» What to do
Your answer should consist only of the line with "Target: rock wall" and the lines after it, reproduced exactly through the end of the entries below.
⁂
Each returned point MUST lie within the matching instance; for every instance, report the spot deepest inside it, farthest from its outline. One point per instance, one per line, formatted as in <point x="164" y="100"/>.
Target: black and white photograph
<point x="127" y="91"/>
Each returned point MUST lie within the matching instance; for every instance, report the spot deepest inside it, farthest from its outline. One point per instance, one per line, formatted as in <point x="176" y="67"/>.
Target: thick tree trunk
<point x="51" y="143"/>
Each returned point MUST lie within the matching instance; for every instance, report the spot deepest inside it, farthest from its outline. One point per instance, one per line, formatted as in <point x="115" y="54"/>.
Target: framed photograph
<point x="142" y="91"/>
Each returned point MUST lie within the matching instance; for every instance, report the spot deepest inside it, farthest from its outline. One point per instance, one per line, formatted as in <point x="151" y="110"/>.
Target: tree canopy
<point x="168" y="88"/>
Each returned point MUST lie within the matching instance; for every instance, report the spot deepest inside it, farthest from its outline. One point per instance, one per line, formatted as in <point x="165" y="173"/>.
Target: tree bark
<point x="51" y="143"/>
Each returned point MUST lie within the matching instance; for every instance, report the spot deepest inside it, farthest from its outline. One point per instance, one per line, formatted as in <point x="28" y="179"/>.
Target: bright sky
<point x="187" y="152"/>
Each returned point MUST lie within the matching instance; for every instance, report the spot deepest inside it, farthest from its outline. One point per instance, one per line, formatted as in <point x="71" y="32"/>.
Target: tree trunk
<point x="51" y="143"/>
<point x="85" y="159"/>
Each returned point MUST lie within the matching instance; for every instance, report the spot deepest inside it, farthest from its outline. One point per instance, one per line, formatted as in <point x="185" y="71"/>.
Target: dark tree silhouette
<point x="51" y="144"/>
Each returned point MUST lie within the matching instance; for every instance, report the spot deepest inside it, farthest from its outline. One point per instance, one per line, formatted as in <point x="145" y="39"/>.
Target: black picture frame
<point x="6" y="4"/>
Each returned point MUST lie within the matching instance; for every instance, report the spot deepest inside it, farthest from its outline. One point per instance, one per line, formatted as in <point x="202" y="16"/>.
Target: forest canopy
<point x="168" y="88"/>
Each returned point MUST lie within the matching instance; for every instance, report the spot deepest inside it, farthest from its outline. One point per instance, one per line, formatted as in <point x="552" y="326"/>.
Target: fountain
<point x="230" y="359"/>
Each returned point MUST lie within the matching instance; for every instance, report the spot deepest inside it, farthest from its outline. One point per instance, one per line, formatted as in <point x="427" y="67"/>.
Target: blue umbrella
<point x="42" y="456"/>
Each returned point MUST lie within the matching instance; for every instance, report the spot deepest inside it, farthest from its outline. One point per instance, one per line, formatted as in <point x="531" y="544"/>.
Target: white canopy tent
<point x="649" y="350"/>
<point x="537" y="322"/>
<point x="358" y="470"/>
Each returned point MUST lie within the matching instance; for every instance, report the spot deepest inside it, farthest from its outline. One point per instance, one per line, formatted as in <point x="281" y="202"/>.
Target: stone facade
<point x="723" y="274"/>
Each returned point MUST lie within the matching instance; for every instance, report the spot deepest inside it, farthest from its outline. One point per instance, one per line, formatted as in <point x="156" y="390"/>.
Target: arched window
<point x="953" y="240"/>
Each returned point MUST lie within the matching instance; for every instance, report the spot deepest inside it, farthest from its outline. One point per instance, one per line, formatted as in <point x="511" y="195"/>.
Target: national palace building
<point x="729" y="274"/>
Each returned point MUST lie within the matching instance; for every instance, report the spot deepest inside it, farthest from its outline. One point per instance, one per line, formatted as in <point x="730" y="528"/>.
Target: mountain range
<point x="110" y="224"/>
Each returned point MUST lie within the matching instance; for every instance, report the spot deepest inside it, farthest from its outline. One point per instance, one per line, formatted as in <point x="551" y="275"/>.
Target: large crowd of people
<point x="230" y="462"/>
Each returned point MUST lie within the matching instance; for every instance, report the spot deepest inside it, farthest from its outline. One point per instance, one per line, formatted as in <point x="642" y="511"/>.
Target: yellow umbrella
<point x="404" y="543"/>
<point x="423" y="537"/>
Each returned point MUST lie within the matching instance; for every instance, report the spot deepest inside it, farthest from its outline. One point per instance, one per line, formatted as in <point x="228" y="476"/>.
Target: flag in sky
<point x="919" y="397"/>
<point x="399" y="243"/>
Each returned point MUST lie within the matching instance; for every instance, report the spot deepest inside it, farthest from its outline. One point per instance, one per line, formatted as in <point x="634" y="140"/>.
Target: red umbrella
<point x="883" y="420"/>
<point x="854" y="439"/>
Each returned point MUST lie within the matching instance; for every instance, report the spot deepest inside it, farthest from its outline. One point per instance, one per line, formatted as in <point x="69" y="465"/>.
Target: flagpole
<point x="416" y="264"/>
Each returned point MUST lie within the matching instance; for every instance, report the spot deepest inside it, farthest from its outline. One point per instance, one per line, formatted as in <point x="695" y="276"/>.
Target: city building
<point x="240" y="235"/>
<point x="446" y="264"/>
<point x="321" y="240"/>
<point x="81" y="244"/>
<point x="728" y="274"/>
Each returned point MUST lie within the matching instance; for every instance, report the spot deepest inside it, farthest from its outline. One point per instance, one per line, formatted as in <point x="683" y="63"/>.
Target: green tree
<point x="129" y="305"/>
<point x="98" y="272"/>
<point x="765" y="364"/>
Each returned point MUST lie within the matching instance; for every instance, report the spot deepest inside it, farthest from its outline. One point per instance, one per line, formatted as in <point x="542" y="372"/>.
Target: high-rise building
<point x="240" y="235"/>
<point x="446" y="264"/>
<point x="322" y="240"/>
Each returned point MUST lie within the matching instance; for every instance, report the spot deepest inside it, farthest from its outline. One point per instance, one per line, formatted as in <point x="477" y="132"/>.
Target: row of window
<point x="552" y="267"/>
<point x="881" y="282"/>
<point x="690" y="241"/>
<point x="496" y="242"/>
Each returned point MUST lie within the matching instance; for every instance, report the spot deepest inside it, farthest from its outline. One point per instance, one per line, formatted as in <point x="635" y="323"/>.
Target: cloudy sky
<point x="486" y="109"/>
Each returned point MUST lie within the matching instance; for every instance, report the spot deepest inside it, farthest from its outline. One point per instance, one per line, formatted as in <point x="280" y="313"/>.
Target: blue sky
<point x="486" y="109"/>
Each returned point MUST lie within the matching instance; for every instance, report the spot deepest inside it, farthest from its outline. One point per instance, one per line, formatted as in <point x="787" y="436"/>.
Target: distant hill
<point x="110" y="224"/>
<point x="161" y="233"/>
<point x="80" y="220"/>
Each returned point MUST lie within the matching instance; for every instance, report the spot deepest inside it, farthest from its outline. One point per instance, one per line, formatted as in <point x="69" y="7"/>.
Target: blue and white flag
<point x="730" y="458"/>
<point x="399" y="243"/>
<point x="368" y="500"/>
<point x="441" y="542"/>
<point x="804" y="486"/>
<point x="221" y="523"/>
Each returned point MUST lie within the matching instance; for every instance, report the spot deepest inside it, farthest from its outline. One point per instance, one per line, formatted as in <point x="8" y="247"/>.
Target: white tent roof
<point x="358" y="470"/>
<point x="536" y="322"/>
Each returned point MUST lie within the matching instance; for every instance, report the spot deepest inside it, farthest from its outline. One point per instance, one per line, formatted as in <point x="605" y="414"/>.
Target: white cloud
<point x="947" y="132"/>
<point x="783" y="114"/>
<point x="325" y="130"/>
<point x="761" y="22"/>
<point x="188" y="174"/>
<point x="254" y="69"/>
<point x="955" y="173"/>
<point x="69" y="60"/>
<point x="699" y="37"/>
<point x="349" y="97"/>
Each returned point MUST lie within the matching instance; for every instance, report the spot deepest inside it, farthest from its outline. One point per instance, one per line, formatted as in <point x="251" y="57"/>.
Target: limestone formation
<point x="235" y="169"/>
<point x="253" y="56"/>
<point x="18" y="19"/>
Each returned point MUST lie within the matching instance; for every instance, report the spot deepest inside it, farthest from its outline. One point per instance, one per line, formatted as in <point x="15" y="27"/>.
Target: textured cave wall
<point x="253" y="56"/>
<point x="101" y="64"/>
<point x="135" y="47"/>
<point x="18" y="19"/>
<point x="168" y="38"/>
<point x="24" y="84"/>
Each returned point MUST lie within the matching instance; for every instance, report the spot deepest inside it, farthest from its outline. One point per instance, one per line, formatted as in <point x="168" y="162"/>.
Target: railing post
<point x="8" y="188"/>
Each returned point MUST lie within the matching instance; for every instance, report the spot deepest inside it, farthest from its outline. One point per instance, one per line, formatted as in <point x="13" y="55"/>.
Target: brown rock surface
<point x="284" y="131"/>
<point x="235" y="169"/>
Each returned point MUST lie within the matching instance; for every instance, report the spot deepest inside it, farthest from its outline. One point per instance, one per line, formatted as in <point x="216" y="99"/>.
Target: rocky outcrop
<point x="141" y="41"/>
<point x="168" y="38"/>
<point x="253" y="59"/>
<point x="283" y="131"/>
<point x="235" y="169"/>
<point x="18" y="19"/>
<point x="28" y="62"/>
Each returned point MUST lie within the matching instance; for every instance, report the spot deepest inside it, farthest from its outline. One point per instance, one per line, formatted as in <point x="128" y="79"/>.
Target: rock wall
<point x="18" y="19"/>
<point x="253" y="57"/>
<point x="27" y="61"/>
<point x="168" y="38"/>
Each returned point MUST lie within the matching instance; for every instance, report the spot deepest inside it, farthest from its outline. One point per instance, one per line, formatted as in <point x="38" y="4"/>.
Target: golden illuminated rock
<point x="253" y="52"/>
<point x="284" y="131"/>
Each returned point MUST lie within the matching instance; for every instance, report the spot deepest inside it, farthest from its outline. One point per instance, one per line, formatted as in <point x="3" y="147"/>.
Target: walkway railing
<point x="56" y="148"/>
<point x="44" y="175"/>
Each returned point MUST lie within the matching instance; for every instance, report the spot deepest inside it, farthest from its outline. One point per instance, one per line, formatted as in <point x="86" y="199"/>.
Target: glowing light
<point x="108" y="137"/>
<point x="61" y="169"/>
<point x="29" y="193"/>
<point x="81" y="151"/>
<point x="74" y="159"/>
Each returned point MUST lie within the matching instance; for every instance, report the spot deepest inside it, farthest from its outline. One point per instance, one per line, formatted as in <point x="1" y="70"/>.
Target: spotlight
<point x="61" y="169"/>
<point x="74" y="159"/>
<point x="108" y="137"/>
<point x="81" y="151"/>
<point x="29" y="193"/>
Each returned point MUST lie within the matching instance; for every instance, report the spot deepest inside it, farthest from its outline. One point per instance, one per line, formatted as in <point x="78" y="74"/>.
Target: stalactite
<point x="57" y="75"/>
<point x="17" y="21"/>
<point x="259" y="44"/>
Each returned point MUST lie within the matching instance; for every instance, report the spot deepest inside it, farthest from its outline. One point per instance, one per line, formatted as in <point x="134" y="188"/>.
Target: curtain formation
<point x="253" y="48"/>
⁂
» Solution to this task
Target: rock wall
<point x="18" y="19"/>
<point x="253" y="57"/>
<point x="27" y="61"/>
<point x="168" y="38"/>
Each returned point MUST lie within the matching instance; for every instance, report the spot deepest inside it, farthest from its outline. One point per instance, one per line, formatted as in <point x="38" y="4"/>.
Target: golden illuminated rock
<point x="253" y="52"/>
<point x="284" y="131"/>
Each returned point MUST lie within the matching instance; for every instance, report the spot deepest inside it, farthest from its outline. One point per instance, one per line, formatted as in <point x="3" y="147"/>.
Target: walkway railing
<point x="56" y="148"/>
<point x="44" y="175"/>
Each returned point MUST lie within the matching instance; for every instance, report the spot deepest inside it, farthest from its outline. One point per instance, one per line, formatted as in <point x="86" y="199"/>.
Target: glowing light
<point x="108" y="137"/>
<point x="61" y="169"/>
<point x="29" y="193"/>
<point x="81" y="151"/>
<point x="74" y="159"/>
Each returned point MUST lie within the matching instance; for every instance, report the spot deepest inside it, farthest from its outline. One point per instance, one per line, formatted as in <point x="1" y="70"/>.
Target: spotlight
<point x="61" y="169"/>
<point x="74" y="159"/>
<point x="108" y="137"/>
<point x="81" y="151"/>
<point x="29" y="193"/>
Each returned point MUST lie within the matching instance; for every instance, report the spot deepest inside it, farthest from its outline. One point per instance, one per line, formatted as in <point x="78" y="74"/>.
Target: stalactite
<point x="57" y="75"/>
<point x="17" y="21"/>
<point x="259" y="44"/>
Each returned point MUST lie within the matching instance; for every instance, report the spot deepest inside it, farthest from its outline. One point per instance, one per line, formatted as in <point x="134" y="188"/>.
Target: curtain formation
<point x="253" y="48"/>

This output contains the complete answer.